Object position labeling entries
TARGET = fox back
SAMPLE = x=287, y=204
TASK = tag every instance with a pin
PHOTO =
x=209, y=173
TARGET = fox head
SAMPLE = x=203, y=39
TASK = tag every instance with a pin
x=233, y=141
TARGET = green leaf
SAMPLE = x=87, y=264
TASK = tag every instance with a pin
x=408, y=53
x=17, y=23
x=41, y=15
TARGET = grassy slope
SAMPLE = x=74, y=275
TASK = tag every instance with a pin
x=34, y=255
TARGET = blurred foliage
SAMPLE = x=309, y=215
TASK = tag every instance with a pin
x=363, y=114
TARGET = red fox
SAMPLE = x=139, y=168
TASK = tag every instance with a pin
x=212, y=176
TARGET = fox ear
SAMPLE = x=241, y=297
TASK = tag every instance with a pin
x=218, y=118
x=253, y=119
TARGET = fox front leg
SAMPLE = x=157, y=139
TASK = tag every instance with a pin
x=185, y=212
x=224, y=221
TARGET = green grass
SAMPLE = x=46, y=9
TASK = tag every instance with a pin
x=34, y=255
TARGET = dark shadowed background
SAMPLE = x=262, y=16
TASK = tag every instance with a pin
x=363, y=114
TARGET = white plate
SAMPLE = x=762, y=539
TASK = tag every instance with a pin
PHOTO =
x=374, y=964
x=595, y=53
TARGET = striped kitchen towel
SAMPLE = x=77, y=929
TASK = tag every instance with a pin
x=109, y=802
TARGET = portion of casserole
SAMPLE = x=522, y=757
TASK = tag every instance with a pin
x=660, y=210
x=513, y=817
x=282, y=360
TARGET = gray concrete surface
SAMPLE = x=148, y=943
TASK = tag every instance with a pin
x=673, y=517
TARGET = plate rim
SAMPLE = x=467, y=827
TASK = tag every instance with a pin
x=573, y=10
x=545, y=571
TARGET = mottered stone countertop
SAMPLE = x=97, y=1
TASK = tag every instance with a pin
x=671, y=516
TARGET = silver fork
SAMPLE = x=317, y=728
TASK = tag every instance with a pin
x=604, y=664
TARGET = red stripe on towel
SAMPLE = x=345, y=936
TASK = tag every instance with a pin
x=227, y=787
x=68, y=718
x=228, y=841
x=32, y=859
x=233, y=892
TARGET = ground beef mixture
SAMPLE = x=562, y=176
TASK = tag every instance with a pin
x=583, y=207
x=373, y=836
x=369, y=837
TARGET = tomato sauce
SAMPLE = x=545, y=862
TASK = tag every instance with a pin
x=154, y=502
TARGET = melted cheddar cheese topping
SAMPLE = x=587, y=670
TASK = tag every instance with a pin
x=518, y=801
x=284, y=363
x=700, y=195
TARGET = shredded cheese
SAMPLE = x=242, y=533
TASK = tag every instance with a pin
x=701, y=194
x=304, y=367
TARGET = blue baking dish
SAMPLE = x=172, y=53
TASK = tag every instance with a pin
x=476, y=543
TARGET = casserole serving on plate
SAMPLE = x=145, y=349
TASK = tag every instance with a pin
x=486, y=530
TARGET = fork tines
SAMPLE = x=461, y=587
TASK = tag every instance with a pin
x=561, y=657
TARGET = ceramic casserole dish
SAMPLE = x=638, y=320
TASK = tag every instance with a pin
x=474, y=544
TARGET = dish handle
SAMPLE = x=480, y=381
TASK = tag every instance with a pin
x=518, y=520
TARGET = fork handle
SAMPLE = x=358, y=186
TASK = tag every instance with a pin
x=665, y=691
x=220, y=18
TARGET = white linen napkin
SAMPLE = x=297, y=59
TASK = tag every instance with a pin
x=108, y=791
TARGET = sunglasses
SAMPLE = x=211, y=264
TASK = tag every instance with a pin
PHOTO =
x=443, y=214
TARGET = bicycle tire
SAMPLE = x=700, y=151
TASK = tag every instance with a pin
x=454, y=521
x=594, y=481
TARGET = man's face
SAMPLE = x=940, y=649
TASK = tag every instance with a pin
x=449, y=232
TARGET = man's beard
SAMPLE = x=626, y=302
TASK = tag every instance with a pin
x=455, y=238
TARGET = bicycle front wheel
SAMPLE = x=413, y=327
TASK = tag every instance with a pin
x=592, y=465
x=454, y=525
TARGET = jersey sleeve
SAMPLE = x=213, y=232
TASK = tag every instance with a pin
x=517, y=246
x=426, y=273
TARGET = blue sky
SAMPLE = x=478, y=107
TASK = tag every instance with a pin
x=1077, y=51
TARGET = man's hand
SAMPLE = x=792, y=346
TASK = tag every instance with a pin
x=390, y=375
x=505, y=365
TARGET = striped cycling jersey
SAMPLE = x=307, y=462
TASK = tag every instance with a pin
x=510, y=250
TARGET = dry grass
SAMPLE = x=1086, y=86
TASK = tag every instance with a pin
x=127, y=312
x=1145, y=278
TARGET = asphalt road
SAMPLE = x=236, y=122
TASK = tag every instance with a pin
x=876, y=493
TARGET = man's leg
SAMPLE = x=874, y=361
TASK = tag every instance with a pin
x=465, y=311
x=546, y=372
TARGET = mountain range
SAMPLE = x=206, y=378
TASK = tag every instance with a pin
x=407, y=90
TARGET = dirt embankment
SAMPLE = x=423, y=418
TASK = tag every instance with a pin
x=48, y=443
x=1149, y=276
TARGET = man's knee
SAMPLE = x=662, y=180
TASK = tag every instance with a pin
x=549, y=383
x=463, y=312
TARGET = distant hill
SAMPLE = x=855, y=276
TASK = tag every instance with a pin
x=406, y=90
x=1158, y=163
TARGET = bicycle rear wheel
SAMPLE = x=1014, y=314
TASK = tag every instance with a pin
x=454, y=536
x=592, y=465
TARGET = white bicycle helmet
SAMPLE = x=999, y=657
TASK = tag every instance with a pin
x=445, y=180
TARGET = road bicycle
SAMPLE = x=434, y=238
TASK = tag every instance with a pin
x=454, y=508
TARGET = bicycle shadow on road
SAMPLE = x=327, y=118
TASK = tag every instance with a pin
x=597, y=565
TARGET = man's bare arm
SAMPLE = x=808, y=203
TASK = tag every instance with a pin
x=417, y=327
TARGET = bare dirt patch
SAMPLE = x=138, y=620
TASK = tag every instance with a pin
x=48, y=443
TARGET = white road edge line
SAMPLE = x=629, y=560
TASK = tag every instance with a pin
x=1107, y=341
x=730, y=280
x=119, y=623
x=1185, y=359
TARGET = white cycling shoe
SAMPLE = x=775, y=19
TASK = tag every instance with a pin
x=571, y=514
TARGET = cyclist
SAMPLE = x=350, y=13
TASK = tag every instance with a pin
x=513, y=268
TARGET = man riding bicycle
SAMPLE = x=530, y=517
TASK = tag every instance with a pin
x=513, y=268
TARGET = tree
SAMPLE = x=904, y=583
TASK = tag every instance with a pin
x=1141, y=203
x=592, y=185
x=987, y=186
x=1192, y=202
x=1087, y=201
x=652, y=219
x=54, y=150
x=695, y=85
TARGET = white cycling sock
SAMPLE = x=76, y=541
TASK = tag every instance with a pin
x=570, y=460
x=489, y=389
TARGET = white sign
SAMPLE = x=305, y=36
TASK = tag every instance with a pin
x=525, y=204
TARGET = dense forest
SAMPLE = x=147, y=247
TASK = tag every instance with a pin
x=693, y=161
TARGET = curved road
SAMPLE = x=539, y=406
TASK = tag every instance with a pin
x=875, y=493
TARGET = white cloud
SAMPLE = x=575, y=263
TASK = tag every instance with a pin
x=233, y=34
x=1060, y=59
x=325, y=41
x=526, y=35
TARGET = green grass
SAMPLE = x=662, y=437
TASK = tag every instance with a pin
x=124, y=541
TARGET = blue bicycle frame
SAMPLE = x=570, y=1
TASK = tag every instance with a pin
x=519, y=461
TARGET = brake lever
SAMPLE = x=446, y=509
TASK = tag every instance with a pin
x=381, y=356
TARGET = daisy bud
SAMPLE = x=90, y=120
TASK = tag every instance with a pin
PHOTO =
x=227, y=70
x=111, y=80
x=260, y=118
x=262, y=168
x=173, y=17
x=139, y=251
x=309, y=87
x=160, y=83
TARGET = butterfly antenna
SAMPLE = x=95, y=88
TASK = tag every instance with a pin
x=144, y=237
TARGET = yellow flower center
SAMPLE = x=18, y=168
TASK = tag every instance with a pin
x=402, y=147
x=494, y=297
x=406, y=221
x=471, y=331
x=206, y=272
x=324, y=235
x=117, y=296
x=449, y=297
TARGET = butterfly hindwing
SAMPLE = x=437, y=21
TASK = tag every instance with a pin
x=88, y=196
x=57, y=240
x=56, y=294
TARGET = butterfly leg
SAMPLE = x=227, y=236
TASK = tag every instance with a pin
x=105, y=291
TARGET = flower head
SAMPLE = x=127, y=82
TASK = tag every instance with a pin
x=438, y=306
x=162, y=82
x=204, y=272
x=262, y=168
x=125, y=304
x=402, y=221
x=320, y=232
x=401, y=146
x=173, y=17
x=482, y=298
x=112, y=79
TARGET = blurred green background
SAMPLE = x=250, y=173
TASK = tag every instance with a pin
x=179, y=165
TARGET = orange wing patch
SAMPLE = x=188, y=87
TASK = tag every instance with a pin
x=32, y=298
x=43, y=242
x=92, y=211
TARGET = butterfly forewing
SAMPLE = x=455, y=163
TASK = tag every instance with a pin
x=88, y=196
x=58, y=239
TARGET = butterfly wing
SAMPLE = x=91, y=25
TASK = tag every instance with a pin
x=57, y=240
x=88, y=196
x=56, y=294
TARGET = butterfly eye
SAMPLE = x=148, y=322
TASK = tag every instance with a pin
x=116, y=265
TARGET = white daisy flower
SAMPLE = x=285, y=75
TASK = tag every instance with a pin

To be done
Put the lines from the first one up to and including the line with "x=673, y=517" into a JSON list of strings, one string per line. Leave out any blank lines.

Solution for this problem
[
  "TARGET = fox back",
  "SAMPLE = x=287, y=204",
  "TASK = tag every instance with a pin",
  "PHOTO =",
  "x=209, y=173",
  "TARGET = fox head",
  "SAMPLE = x=203, y=39",
  "TASK = tag every instance with a pin",
  "x=233, y=141",
  "TARGET = green leaf",
  "SAMPLE = x=87, y=264",
  "TASK = tag every instance with a pin",
  "x=408, y=53",
  "x=17, y=23",
  "x=41, y=15",
  "TARGET = grassy slope",
  "SAMPLE = x=74, y=275",
  "TASK = tag every instance with a pin",
  "x=34, y=255",
  "TARGET = blurred foliage",
  "SAMPLE = x=309, y=215",
  "TASK = tag every instance with a pin",
  "x=363, y=114",
  "TARGET = red fox",
  "SAMPLE = x=139, y=168",
  "TASK = tag every instance with a pin",
  "x=212, y=176",
  "TARGET = fox ear",
  "SAMPLE = x=241, y=297",
  "TASK = tag every instance with a pin",
  "x=218, y=118",
  "x=253, y=119",
  "TARGET = fox front leg",
  "SAMPLE = x=157, y=139",
  "TASK = tag every instance with a pin",
  "x=185, y=212",
  "x=224, y=221",
  "TARGET = green grass",
  "SAMPLE = x=46, y=9",
  "TASK = tag every instance with a pin",
  "x=34, y=255",
  "TARGET = dark shadowed background",
  "SAMPLE = x=262, y=16",
  "TASK = tag every instance with a pin",
  "x=363, y=114",
  "TARGET = white plate",
  "SAMPLE = x=762, y=539",
  "TASK = tag every instance with a pin",
  "PHOTO =",
  "x=374, y=964",
  "x=595, y=53",
  "TARGET = striped kitchen towel",
  "SAMPLE = x=77, y=929",
  "TASK = tag every instance with a pin",
  "x=109, y=802",
  "TARGET = portion of casserole",
  "SAMPLE = x=522, y=757",
  "TASK = tag every instance with a pin",
  "x=660, y=210",
  "x=513, y=817",
  "x=282, y=360",
  "TARGET = gray concrete surface",
  "SAMPLE = x=148, y=943",
  "TASK = tag every instance with a pin",
  "x=673, y=517"
]